### WHAT YOU HAVE TO DO
Replace every "written one per line" with "listed on separate lines" in all of the entries below, and copy out the rest of each entry unchanged.

### AVAILABLE DATA
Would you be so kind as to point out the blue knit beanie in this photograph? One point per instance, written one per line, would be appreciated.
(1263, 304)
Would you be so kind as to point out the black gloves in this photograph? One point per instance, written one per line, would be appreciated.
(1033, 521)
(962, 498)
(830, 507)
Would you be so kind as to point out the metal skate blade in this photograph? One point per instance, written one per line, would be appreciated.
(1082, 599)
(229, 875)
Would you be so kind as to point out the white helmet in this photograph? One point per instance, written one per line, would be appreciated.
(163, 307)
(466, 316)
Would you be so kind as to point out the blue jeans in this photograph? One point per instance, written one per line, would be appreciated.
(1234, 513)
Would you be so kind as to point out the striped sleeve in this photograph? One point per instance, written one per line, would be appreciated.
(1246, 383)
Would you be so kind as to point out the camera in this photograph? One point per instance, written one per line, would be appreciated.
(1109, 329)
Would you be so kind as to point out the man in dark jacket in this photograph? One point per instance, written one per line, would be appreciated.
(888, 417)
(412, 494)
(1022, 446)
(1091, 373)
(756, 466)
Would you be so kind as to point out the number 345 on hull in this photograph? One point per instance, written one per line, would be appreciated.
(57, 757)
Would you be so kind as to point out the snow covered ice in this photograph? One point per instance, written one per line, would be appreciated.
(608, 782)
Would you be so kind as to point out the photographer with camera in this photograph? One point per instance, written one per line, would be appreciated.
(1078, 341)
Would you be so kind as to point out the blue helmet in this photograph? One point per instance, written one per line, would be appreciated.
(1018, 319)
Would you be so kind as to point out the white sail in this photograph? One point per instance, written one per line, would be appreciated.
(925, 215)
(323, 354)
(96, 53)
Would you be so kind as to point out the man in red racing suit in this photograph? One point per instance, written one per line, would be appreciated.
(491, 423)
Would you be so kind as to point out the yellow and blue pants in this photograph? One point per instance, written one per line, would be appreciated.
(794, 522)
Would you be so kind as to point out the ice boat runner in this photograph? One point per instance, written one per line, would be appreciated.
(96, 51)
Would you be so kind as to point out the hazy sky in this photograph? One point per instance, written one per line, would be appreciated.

### WRITTEN SOLUTION
Would you be so kind as to point out the blue knit beanie in this photograph? One point per instance, listed on separate lines, would be appreciated.
(1263, 304)
Would you be so kind as to point out the black gloves in this photograph? One point per instance, listed on separate lines, would be appreciated.
(1033, 521)
(962, 498)
(830, 507)
Would you be so kind as to point out the metal skate blade in this photograph? One point per instance, listed on separate lines, would be appreciated.
(1082, 599)
(229, 875)
Would you be so kind as to point out the white helmet in this photograph? One point per instance, listed on separate lines, would be appreciated.
(163, 307)
(466, 316)
Would you be so kind as to point out the blue jeans in this photograph? One point per instance, listed on separate lines, would be appreciated.
(1234, 513)
Would you be so kind as to point out the striped sleeve in this photograph? One point per instance, listed on separate lines, would be appreciated.
(1246, 383)
Would you be so kind as to point out the camera in this photograph? One point per instance, listed on separate lines, would be appreciated.
(1109, 329)
Would you be so kind as to point out the man in dark jacket in this photograph? One point per instance, listed on separate lines, would be appreciated.
(888, 417)
(412, 494)
(1022, 446)
(1091, 373)
(756, 466)
Would you be so kind as to point out the number 345 on hull in this photograph? One point per instance, listed on separate lines, would be appreciated.
(57, 757)
Would you be so kind as to point out the snow covered ice in this photograph? One point per instance, listed on separate lines, would be appreciated.
(608, 782)
Would you be so kind as to point out the photographer with camera in this photograph? One point per instance, listed on separate lines, would be appreciated.
(1078, 341)
Would you be so kind as to point out the blue helmet in this photograph? One point per instance, listed on separate lines, would be appreciated.
(1018, 319)
Would you be so kind as to point out the white sail in this photograph? One point per instance, listed on separate lines, would be appreciated.
(925, 215)
(323, 354)
(96, 53)
Would you be so kind as to point out the man in red racing suit in this photograph? One point per instance, listed on separate lines, would be appreciated.
(491, 423)
Would you be so kind as to point out the yellow and blue pants in this photograph? One point per instance, listed on separate lines, would be appreciated.
(794, 522)
Would you be so kind as to point out the ice boat runner in this photograph? One point per instance, listed on separate lines, would be appreciated.
(96, 51)
Would you be so kind as to point out the hazy sky in this photograph? One point per instance, listed on separate lines, would be appreciated.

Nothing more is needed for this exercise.